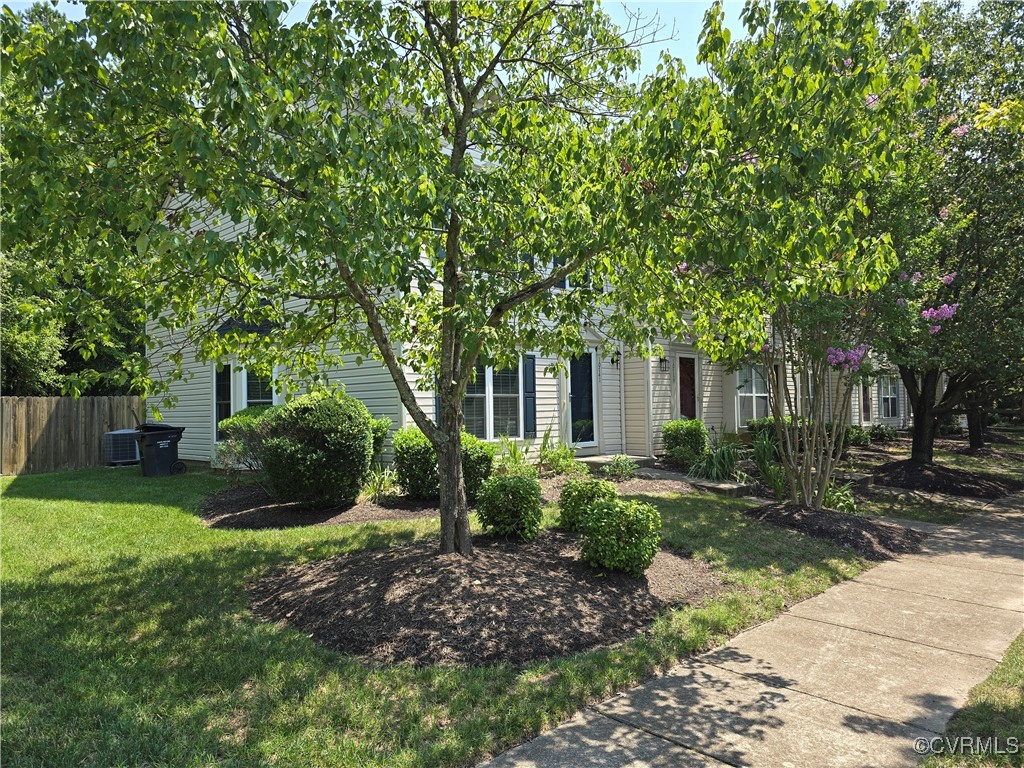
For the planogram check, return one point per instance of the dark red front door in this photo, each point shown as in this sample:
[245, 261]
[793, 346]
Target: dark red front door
[688, 387]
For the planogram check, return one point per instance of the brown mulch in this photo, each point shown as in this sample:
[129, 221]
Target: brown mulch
[876, 540]
[510, 602]
[551, 487]
[252, 507]
[936, 478]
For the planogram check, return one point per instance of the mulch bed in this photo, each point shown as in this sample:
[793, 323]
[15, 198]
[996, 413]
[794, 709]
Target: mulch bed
[875, 540]
[510, 602]
[936, 478]
[251, 507]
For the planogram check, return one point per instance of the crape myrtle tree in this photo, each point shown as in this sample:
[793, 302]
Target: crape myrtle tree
[951, 318]
[758, 171]
[408, 181]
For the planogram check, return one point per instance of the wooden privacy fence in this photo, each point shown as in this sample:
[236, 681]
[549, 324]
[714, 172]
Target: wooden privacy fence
[47, 434]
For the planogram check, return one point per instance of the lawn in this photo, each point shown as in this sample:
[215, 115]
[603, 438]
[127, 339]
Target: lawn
[128, 639]
[994, 710]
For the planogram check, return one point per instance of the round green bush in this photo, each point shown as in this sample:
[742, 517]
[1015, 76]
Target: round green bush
[688, 433]
[579, 495]
[416, 464]
[317, 449]
[622, 536]
[510, 506]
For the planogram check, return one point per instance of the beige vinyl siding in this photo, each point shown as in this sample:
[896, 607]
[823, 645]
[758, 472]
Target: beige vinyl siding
[193, 395]
[637, 423]
[609, 407]
[711, 381]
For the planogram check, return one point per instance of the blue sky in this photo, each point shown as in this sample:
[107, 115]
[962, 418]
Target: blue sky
[682, 23]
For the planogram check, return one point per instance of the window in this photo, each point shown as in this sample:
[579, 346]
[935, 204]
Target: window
[505, 419]
[222, 398]
[752, 394]
[258, 391]
[474, 407]
[889, 396]
[493, 406]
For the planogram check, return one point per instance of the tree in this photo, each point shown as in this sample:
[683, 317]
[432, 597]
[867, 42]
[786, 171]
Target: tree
[952, 321]
[759, 172]
[401, 176]
[45, 351]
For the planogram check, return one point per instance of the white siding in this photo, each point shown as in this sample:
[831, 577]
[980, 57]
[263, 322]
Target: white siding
[637, 421]
[609, 404]
[193, 394]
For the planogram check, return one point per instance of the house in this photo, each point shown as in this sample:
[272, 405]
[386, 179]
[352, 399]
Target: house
[602, 403]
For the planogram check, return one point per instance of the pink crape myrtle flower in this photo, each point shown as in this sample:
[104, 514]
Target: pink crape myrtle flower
[937, 313]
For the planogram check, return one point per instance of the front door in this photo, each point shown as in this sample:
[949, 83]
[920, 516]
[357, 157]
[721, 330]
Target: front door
[688, 387]
[582, 407]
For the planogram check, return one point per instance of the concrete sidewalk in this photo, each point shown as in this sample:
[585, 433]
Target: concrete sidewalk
[848, 678]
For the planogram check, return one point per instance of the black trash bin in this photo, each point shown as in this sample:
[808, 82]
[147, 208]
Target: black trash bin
[158, 444]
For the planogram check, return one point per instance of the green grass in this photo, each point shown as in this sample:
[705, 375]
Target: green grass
[128, 640]
[994, 709]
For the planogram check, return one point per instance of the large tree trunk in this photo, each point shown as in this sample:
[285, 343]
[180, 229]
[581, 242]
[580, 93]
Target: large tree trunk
[925, 418]
[454, 508]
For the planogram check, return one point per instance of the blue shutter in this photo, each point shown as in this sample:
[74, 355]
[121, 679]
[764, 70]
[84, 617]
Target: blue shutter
[529, 395]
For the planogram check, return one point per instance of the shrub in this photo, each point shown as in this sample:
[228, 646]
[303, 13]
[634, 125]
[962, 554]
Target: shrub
[317, 449]
[682, 457]
[621, 467]
[579, 496]
[858, 435]
[379, 429]
[623, 536]
[558, 459]
[243, 438]
[416, 464]
[510, 506]
[689, 433]
[883, 433]
[841, 498]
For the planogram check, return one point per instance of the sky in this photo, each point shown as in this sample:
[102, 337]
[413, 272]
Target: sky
[681, 24]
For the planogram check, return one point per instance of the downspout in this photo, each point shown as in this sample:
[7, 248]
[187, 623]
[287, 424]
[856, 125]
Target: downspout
[649, 395]
[622, 396]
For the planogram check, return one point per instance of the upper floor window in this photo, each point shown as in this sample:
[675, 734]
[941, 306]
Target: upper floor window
[752, 393]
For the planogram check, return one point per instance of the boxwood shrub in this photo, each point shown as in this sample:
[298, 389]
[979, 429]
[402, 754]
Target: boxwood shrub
[580, 495]
[688, 433]
[622, 536]
[416, 464]
[510, 506]
[317, 449]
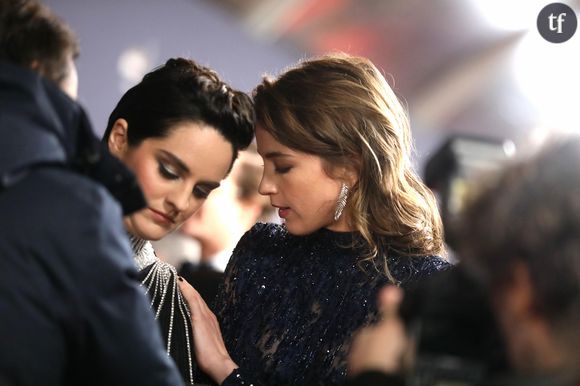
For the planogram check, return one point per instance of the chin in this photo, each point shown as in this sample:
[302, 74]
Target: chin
[150, 231]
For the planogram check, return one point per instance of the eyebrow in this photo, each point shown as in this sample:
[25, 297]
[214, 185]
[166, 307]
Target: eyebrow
[276, 154]
[179, 163]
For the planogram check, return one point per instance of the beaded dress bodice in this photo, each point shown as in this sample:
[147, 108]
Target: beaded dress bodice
[160, 282]
[291, 304]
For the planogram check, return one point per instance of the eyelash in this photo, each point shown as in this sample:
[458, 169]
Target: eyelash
[282, 170]
[166, 172]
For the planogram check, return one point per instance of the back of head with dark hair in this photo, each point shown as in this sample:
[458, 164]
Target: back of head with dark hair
[32, 36]
[184, 91]
[531, 215]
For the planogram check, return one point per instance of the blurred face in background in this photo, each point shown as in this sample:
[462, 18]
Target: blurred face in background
[226, 215]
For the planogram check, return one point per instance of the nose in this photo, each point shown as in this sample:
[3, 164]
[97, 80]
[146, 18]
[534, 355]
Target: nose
[180, 198]
[267, 186]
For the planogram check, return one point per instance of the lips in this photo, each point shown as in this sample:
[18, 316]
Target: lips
[283, 211]
[162, 217]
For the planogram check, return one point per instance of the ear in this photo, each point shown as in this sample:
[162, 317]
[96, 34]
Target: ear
[117, 141]
[351, 175]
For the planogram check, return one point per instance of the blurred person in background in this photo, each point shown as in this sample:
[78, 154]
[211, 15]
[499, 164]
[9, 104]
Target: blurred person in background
[72, 312]
[221, 222]
[179, 130]
[519, 239]
[336, 146]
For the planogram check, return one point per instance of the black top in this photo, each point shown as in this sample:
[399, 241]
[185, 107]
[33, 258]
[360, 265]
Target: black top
[71, 309]
[291, 304]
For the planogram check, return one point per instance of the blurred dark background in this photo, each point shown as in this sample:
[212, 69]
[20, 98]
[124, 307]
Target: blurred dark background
[476, 67]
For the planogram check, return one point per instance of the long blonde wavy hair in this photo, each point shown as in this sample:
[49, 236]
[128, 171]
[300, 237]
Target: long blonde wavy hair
[340, 108]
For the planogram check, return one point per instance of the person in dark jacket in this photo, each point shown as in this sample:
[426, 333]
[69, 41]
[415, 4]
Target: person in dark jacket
[71, 309]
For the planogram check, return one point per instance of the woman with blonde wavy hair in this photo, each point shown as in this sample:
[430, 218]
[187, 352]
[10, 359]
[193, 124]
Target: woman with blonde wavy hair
[336, 146]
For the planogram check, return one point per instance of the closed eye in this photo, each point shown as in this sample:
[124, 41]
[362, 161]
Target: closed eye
[202, 191]
[167, 171]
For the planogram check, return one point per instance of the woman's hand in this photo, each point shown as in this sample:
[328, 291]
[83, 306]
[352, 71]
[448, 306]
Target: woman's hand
[383, 346]
[210, 350]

========

## Short problem
Every line above should be returned exactly; the pictures stay out.

## Written response
For the planogram check, return one point per instance of the dark red front door in this photo, each point shown as in this sample:
[245, 261]
[793, 346]
Target: dark red front door
[688, 387]
For the planogram check, return one point per instance of the brown mulch in this photo, each point shown as in this sample:
[129, 221]
Target: brown mulch
[876, 540]
[510, 602]
[551, 487]
[252, 507]
[936, 478]
For the planogram check, return one point per instance of the mulch bed in this photo, each point shown as in this sample:
[793, 323]
[15, 198]
[996, 413]
[794, 709]
Target: mulch bed
[875, 540]
[510, 602]
[936, 478]
[251, 507]
For the planogram check, return one point per instance of the crape myrtle tree in this photo, each point shown as in this sample:
[793, 302]
Target: crape myrtle tree
[951, 318]
[758, 171]
[408, 181]
For the planogram check, return one point per instance of the wooden privacy fence in this photo, each point shown as in this sample:
[236, 681]
[549, 324]
[714, 172]
Target: wooden privacy fence
[47, 434]
For the planogram check, return one point per instance of the lawn in this photo, each point shown as in this sample:
[215, 115]
[603, 438]
[127, 339]
Target: lawn
[128, 639]
[994, 710]
For the planogram check, return one point per instance of the round green bush in this photo, each point shown as in this sample:
[742, 517]
[1015, 76]
Target: round green bush
[688, 433]
[579, 495]
[416, 464]
[317, 449]
[622, 536]
[510, 506]
For the planogram check, return one point per instance of the beige vinyl siding in this photo, each point shown as in this sample:
[896, 607]
[823, 645]
[758, 472]
Target: beige vinyl siding
[193, 395]
[637, 423]
[609, 407]
[711, 381]
For the planogram check, return one point per instance of the blue sky in this photo, each point shown as in this sample:
[107, 115]
[962, 418]
Target: blue sky
[682, 23]
For the planogram check, return one point per instance of the window in this photo, each point shown as in this sample:
[579, 346]
[935, 204]
Target: window
[505, 419]
[222, 398]
[752, 394]
[258, 391]
[474, 407]
[889, 396]
[493, 406]
For the planogram check, return one point per instance of the tree in this photo, each point shown as in this sample:
[683, 317]
[432, 597]
[867, 42]
[786, 171]
Target: tree
[952, 321]
[759, 172]
[401, 176]
[45, 351]
For the planogram check, return one point per instance of the white siding in this photo, each point shown as in this sample:
[831, 577]
[980, 57]
[263, 322]
Target: white siding
[637, 421]
[609, 404]
[193, 394]
For the planogram check, return one point per instance of the house in this photo, each point shown as in this sample:
[272, 405]
[386, 179]
[352, 399]
Target: house
[602, 403]
For the planogram check, return one point per instance of the pink crape myrtle flower in this photo, each point shown as in this sample:
[104, 514]
Target: pink crape myrtle flower
[937, 313]
For the planogram check, return one point per instance of the front door in this photo, each point shown as in this sample:
[949, 83]
[920, 516]
[357, 157]
[721, 330]
Target: front door
[688, 387]
[582, 407]
For the planogram check, return one point per instance of the concrete sidewalk in this photo, each point shown as in this sample:
[585, 433]
Target: concrete sidewalk
[848, 678]
For the planogram check, return one point per instance of the black trash bin in this photo, each point shown as in this sample:
[808, 82]
[147, 208]
Target: black trash bin
[158, 444]
For the planogram check, return one point per instance of the green grass in this photo, each point shown as in this sample:
[705, 375]
Target: green grass
[128, 640]
[994, 709]
For the planogram check, return one point per instance of the large tree trunk in this photo, each point shown as in this sample:
[285, 343]
[180, 229]
[581, 242]
[580, 93]
Target: large tree trunk
[925, 418]
[454, 508]
For the planogram check, return one point per instance of the blue shutter in this photo, each point shown as in this sample:
[74, 355]
[121, 679]
[764, 70]
[84, 617]
Target: blue shutter
[529, 395]
For the planogram check, return one point per instance of the shrub in this photo, each point shown as in this sample:
[228, 646]
[303, 13]
[634, 125]
[962, 554]
Target: shrub
[317, 449]
[682, 457]
[621, 467]
[579, 496]
[858, 435]
[379, 429]
[623, 536]
[558, 459]
[243, 438]
[416, 464]
[510, 506]
[689, 433]
[883, 433]
[841, 498]
For the planogram check, return one point per instance of the sky in this photo, each point shown as in this sample:
[102, 337]
[413, 272]
Target: sky
[681, 24]
For the planogram check, return one point per instance of the downspout in this photo, each point shown as in this sample:
[7, 248]
[187, 623]
[287, 424]
[856, 125]
Target: downspout
[649, 395]
[622, 396]
For the planogram check, return one point per instance of the upper floor window in this photo, each point shown as in this sample:
[675, 734]
[941, 306]
Target: upper floor window
[752, 393]
For the planogram check, return one point per instance of the boxwood shrub in this photo, each point shown as in this sample:
[298, 389]
[979, 429]
[402, 754]
Target: boxwood shrub
[580, 495]
[688, 433]
[622, 536]
[416, 464]
[510, 506]
[317, 449]
For the planogram check, return one point per instance of the chin in this photo, each point shown as in this sample:
[302, 74]
Target: chin
[150, 231]
For the planogram check, return one point per instance of the eyebrow in this photo, each point shown as in this sample:
[25, 297]
[214, 185]
[166, 307]
Target: eyebrow
[276, 154]
[179, 163]
For the planogram check, return one point per instance of the beaded dress bodice in this photo, each point shown as in this sample:
[147, 108]
Target: beaded dress bodice
[160, 282]
[291, 304]
For the planogram check, return one point per instance of the eyelash in this photo, each point shown as in this sample:
[458, 169]
Target: eyelash
[282, 170]
[166, 172]
For the planogram check, return one point per instance of the back of head with dark hair in this photo, each point shown as in this sample:
[458, 164]
Target: back of head with dark hair
[32, 36]
[184, 91]
[531, 215]
For the planogram check, return one point per instance of the blurred face in background in this photo, each point shown as in this sample:
[462, 18]
Target: blurred face in background
[226, 215]
For the planogram check, return one point per instance of the nose in this photo, each point shown as in this sample:
[3, 164]
[97, 80]
[146, 18]
[534, 355]
Target: nose
[180, 198]
[267, 186]
For the planogram check, return one point per instance of the lips in this photo, each point shown as in this sample:
[18, 316]
Target: lips
[283, 211]
[162, 217]
For the planogram check, return one point per instance of the ear in this photo, each point shown as in this sample:
[162, 317]
[96, 34]
Target: ear
[117, 141]
[351, 175]
For the planogram check, return one point per instance of the blurred person in background in this photo, each point shown as in this sample:
[78, 154]
[211, 15]
[499, 164]
[9, 104]
Target: blurred person in background
[72, 312]
[221, 222]
[179, 130]
[519, 239]
[336, 146]
For the planogram check, return one point per instance of the black top in this photo, each point shown as in this sample:
[399, 241]
[185, 107]
[33, 258]
[360, 265]
Target: black top
[71, 309]
[291, 304]
For the planogram check, return one point per instance of the blurred dark background in this photo, each point shown as in this sample:
[212, 69]
[20, 98]
[124, 307]
Target: blurred dark background
[476, 67]
For the planogram check, return one point per instance of the long blonde wavy hair in this photo, each point shown as in this sample:
[49, 236]
[128, 171]
[300, 237]
Target: long blonde wavy hair
[340, 108]
For the planogram check, return one point per instance of the person in dark jacket in this photo, each point shown as in this sample:
[426, 333]
[69, 41]
[415, 4]
Target: person in dark jacket
[71, 309]
For the planogram check, return one point per instance of the woman with blonde wavy hair in this photo, each point shown as in this sample:
[430, 218]
[187, 352]
[10, 359]
[193, 124]
Target: woman with blonde wavy hair
[336, 146]
For the planogram check, return one point per instance of the closed eye in this photo, each point shown as in this sample:
[124, 41]
[362, 161]
Target: closed eye
[202, 191]
[167, 171]
For the planogram check, return one point per instance of the woman's hand in this photo, each point shown as in this sample:
[328, 291]
[83, 306]
[352, 71]
[448, 306]
Target: woman's hand
[383, 346]
[210, 350]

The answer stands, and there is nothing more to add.